*Work to complete*
Lay out everything from the line containing "Would you mind annotating the snow-covered ground" down to the line containing "(1006, 789)" as a numbered list, including both of those lines and omitting any blank lines.

*Information provided*
— BEGIN —

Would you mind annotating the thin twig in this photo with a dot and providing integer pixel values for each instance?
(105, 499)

— END —
— BEGIN —

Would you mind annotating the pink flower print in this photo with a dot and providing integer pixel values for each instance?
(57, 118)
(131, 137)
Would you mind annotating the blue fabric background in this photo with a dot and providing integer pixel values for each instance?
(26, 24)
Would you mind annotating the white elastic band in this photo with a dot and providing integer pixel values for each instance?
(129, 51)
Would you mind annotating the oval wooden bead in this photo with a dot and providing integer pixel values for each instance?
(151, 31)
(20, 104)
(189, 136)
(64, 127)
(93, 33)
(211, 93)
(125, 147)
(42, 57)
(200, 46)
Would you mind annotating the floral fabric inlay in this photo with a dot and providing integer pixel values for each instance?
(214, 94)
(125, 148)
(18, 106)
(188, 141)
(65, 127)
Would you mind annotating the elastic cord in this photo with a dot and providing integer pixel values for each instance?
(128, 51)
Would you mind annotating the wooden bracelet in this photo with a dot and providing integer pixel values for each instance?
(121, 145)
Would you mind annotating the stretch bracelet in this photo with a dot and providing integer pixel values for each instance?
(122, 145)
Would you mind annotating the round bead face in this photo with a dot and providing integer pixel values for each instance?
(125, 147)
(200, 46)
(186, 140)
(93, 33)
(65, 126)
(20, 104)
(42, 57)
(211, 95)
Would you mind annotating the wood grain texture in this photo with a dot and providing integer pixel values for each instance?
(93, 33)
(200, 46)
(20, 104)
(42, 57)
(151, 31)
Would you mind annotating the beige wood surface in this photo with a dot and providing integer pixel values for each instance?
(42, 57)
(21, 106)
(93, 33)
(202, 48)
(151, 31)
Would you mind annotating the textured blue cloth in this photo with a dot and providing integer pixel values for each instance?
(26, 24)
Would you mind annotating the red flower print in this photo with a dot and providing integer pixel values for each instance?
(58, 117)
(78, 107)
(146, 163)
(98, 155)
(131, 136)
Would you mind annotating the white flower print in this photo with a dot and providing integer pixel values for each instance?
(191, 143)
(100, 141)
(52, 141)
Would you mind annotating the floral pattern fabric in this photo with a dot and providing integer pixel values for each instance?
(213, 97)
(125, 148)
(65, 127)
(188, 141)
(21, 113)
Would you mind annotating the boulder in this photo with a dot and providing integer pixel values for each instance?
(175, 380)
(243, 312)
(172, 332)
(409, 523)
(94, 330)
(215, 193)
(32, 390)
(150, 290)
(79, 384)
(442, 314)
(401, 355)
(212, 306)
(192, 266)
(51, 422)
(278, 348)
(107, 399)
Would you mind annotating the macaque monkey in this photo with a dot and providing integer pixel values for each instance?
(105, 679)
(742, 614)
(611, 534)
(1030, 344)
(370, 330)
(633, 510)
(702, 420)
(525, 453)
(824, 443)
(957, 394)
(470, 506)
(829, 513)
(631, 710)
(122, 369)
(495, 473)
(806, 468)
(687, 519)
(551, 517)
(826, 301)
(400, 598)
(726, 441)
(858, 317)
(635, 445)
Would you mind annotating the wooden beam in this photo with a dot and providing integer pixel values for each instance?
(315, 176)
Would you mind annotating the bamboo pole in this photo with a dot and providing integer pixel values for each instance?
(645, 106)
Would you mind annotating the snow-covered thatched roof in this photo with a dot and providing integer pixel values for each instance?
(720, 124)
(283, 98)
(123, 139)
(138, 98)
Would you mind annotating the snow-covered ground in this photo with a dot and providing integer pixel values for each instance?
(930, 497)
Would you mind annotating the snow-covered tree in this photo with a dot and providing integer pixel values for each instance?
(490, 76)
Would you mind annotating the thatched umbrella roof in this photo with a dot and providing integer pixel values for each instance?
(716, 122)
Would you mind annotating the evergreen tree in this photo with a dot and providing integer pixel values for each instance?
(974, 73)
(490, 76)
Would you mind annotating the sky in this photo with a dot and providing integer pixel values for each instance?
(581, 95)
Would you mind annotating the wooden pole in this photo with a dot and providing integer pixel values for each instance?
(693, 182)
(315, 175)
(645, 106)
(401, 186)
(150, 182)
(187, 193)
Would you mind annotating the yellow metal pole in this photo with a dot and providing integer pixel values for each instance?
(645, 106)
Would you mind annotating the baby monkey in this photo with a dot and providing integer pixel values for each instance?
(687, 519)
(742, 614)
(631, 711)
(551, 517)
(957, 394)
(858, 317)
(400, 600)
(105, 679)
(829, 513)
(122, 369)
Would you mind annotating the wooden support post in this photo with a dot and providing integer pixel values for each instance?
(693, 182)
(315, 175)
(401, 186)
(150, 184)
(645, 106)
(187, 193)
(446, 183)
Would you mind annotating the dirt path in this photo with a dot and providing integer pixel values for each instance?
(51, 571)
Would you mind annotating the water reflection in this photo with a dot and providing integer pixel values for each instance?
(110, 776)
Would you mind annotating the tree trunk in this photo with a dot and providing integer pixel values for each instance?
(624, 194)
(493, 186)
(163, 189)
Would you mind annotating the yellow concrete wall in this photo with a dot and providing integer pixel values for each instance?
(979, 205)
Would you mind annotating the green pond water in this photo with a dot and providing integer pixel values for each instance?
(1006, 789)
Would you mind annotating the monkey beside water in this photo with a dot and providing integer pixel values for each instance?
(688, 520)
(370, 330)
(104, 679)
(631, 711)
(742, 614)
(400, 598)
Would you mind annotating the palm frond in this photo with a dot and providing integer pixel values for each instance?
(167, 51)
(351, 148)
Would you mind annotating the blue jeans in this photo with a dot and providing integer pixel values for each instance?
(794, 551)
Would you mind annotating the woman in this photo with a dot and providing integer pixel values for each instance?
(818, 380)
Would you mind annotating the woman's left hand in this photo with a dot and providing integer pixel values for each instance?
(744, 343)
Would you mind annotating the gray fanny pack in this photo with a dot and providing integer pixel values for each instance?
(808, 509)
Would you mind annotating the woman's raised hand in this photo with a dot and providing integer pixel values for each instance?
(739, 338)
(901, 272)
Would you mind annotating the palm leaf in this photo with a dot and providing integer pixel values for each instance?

— END —

*Reply to the exercise*
1. Would you mind annotating the snow-covered ground in this photo with a dot and providing integer pixel values for each instance?
2. (930, 497)
3. Would you mind annotating the snow-covered tree in this photo with a dot and providing integer pixel values for each instance?
4. (490, 76)
5. Would you mind annotating the thatched umbrella roof in this photo with a dot and providing integer pixel values for each instance?
6. (716, 122)
7. Would you mind annotating the evergreen tree in this photo with a dot and providing integer pixel values for each instance?
8. (974, 73)
9. (490, 76)
10. Would you mind annotating the sky in this photo with a dot and providing integer pixel values for each instance?
11. (581, 95)
12. Would you mind annotating the wooden pole in this photo with a dot and providing integer pixel values for each instance?
13. (693, 182)
14. (315, 175)
15. (645, 106)
16. (401, 186)
17. (150, 182)
18. (187, 193)
19. Would you mind annotating the yellow metal pole in this photo with a dot and providing integer pixel values for each instance?
20. (645, 106)
21. Would you mind annotating the baby monkey in this photo with a dot and providing integer pixel values for each instance?
22. (687, 519)
23. (742, 614)
24. (631, 711)
25. (551, 517)
26. (957, 394)
27. (858, 317)
28. (400, 600)
29. (105, 679)
30. (829, 513)
31. (122, 369)
32. Would you mind annotating the wooden support post in this photo with a dot and providing integer pixel values for each instance?
33. (693, 182)
34. (315, 175)
35. (401, 186)
36. (150, 184)
37. (645, 106)
38. (187, 193)
39. (446, 183)
40. Would you mind annotating the dirt path in this photo with a dot and providing integer pixel values for each instance?
41. (51, 571)
42. Would you mind annotating the water reflection in this photo with a dot and providing integer pixel values for each instance?
43. (110, 776)
44. Would you mind annotating the tree trunk in this photo with a dot and providing integer pixel values for each instance?
45. (624, 194)
46. (493, 186)
47. (163, 189)
48. Would you mind annotating the yellow concrete wall in this photo with a dot and providing integer pixel values for each instance?
49. (979, 205)
50. Would you mind annotating the green pond water in this photo with a dot and providing integer pixel values for each instance?
51. (1006, 789)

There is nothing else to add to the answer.